객체 점 레이블:
■ ■ ■ ■ ■
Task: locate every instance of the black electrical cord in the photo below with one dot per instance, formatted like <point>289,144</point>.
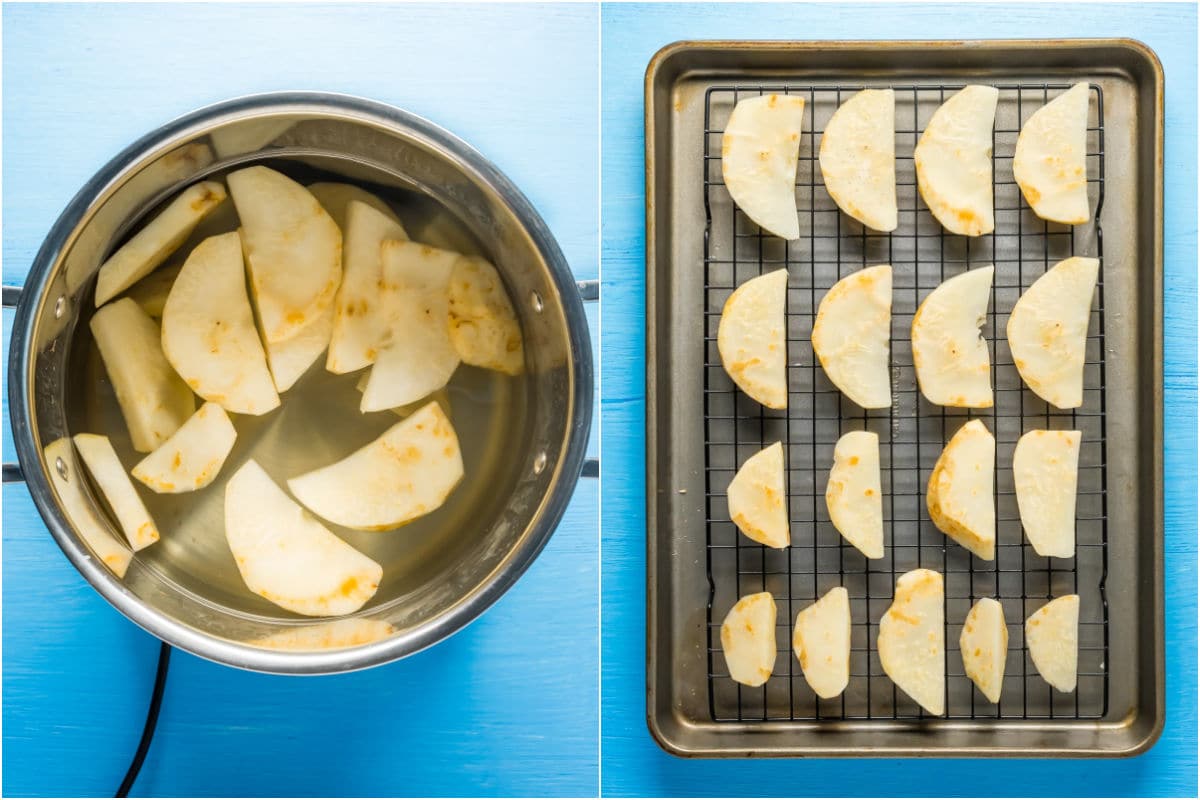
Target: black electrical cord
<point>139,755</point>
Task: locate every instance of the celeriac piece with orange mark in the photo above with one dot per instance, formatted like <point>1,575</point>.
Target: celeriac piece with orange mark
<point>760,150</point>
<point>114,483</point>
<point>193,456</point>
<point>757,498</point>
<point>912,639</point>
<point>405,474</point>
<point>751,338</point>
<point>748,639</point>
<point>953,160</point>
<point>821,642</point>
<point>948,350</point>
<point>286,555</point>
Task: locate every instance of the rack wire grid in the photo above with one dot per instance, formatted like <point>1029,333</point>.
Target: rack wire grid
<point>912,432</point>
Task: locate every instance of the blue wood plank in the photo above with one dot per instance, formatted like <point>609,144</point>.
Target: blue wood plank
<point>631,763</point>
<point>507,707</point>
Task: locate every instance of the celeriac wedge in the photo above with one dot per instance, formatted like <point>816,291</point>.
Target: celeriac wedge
■ ■ ■ ■ ■
→ 과제 목표
위의 자료를 처음부터 끝까지 한 글자도 바꾸지 말고 그대로 옮겨 적으세요. 사진은 빼고 적습니다.

→ 문제 풀이
Task: locate every instance of the black electrical cord in the photo below with one dot per instance, formatted like <point>289,144</point>.
Target: black electrical cord
<point>139,755</point>
Task: locate every instance of the celeriac piece with orange mark in the photo above with one dot per instance, formatted like <point>1,575</point>.
Target: celeriac piece with orange mark
<point>760,150</point>
<point>114,483</point>
<point>193,456</point>
<point>757,498</point>
<point>912,639</point>
<point>405,474</point>
<point>751,338</point>
<point>748,639</point>
<point>953,160</point>
<point>821,642</point>
<point>948,350</point>
<point>286,555</point>
Task: locate every instance of the rack wire grid in the photo above with one dot per instance, formatted like <point>1029,333</point>.
Target: rack wire grid
<point>912,432</point>
Task: locate every instance of the blue wood plank in the photo above with one dot per instance, formatted like <point>609,144</point>.
Target: blue wood plank
<point>631,763</point>
<point>507,707</point>
Task: locate every instance of the celeriac wedge in the photo above with one dot per instance, formatted like <point>816,291</point>.
Target: celeriac wedge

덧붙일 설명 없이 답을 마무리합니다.